» **How to complete this task**: Write out the passage about Madame Guerin's swindle word for word, starting with "The initial difficulty" and going on through "of its merits.".

» **Page excerpt**:
Success made Madame Guerin avaricious. She began to crave for a large fortune, and she believed that she was clever enough to gain it at one stroke. Experience had proved that it was easy enough to open a man's purse with a story of a rich bride, and her victims took their disappointment so calmly that there was no danger of retribution. Perhaps the sight of wealthy London fired her imagination. Anyhow, she immediately began to look round for a suitable dupe there.
It was, however, necessary to have her husband's help. As she pretended to be a widow, she called him her friend, and it was as Monsieur Cesbron that she introduced him to her friends and acquaintances. Hitherto Cesbron had wisely kept in the background, an admiring spectator from afar of his wife's astuteness, and no doubt he shared in the little windfalls from the Government official and Lalère.
He was not averse to taking a leading part in the next big swindle, and it was Cesbron who found the very man for their purpose. Through a friend he had heard that in the West End of London there was a doctor who had saved a considerable sum of money, and who was in every way a very eligible bachelor.
The initial difficulty was how to make themselves known to him, but Madame Guerin solved the problem by planning a pretty little scheme. She might have called on the doctor in the guise of a patient, but she decided not to do this lest he discovered there was nothing the matter with her.
Her final plan was to pretend that she had invented a new method of sterilizing milk, and that she wished to have a doctor's opinion of its merits.
Madame Guerin underrated her abilities, for, as events proved, she need not have bothered about the "invention." The doctor was pleased to make the acquaintance of the charming widow, and she soon had every opportunity for dragging in references to her rich young lady friends who were anxious to find husbands.
The medical man was incredulous at first, then curious, and eventually impressed. Madame Guerin did not look like a swindler or talk in the manner of a professional matrimonial agent. She was too human for that, and there was nothing of the hard-headed business woman about her.
The doctor readily agreed to join her at a dinner-party and meet the young heiresses, and choose which of them he would care to marry.
The meeting took place at an hotel, and on this occasion Miss Northcliffe failed to win his approval. A young lady whose name was given as Miss Smith gained his vote.
Miss Smith was a beauty, vivacious, clever, and fascinating. When he was persuaded to believe that she had a large fortune, the doctor considered himself the luckiest man in the world.

Stored data entries
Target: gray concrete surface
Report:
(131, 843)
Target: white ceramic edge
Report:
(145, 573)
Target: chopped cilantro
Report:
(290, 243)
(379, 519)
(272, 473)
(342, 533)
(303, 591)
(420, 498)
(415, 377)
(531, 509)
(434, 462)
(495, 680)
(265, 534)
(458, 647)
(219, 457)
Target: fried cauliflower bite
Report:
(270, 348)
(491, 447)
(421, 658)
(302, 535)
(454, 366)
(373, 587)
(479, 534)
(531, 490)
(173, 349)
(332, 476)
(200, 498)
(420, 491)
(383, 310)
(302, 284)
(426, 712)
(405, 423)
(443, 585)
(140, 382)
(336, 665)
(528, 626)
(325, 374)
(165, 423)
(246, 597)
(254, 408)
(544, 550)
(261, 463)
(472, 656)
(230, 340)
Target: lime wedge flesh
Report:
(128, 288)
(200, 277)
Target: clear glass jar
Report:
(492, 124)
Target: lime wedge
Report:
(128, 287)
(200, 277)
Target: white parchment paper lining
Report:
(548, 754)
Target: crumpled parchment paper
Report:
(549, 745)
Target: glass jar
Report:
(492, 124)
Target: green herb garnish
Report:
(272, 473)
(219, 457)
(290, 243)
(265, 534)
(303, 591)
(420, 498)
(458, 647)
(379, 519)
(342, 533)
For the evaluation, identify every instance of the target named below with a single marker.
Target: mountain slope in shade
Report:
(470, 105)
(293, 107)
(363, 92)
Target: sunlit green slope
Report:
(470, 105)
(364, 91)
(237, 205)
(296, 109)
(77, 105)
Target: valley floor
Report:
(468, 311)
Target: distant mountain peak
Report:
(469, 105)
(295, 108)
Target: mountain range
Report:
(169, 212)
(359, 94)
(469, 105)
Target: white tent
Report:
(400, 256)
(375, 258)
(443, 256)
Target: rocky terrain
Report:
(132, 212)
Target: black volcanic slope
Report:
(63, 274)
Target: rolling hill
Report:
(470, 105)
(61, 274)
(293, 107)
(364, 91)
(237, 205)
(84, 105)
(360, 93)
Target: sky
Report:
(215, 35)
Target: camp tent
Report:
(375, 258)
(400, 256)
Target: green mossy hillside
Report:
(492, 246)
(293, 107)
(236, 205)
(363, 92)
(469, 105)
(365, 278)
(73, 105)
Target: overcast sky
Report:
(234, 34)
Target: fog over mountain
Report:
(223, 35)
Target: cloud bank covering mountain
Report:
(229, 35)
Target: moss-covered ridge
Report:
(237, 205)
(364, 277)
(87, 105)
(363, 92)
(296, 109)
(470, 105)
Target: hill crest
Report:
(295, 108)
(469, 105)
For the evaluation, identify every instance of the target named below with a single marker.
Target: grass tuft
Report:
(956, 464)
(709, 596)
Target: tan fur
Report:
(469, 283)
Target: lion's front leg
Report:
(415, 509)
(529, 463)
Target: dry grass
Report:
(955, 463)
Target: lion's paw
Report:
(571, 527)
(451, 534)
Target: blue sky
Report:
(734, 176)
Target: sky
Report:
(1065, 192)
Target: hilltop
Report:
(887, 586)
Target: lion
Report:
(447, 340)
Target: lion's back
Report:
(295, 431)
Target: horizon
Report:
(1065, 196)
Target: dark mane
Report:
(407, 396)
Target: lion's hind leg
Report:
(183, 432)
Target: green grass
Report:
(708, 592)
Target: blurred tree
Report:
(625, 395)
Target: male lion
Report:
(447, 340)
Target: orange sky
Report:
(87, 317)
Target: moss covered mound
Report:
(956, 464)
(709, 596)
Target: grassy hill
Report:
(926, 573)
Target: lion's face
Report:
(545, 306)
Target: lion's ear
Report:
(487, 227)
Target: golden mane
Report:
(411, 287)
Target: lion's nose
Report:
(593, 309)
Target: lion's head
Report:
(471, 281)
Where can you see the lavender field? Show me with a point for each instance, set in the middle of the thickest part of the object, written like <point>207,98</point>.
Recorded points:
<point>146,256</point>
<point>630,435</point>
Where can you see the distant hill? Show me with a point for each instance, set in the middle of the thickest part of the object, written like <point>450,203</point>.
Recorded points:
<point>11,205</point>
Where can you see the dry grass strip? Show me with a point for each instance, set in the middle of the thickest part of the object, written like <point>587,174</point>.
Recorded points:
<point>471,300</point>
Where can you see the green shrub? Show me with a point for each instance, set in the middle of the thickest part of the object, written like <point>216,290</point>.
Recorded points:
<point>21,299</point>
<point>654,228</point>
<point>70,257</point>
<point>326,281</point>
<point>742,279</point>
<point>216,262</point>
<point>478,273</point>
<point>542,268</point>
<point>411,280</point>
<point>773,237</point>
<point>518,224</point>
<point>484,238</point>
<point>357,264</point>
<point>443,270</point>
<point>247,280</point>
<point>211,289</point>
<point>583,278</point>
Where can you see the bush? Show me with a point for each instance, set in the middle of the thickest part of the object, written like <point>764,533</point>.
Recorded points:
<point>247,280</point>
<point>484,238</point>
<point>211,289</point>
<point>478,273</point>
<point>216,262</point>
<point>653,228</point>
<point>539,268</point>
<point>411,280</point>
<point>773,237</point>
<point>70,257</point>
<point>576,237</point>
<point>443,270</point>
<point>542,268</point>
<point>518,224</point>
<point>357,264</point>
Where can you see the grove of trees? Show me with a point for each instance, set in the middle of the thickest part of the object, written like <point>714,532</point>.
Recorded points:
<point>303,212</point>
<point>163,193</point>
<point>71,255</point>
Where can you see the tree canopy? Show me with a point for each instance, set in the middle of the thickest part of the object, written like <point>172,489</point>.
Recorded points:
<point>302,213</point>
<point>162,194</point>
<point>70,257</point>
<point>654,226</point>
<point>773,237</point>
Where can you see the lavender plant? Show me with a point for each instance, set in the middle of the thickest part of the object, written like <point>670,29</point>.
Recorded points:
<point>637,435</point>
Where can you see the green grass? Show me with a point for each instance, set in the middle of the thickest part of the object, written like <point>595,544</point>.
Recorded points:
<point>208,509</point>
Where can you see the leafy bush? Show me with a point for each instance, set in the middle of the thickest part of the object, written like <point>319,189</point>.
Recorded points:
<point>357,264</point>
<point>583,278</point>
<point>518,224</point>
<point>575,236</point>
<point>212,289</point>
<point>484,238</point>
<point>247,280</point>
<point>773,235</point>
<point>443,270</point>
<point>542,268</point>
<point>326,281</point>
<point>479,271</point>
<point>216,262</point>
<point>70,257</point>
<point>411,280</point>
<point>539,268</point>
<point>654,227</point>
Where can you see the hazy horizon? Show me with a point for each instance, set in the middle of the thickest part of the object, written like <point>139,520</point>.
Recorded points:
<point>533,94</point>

» **Exercise response**:
The initial difficulty was how to make themselves known to him, but Madame Guerin solved the problem by planning a pretty little scheme. She might have called on the doctor in the guise of a patient, but she decided not to do this lest he discovered there was nothing the matter with her.
Her final plan was to pretend that she had invented a new method of sterilizing milk, and that she wished to have a doctor's opinion of its merits.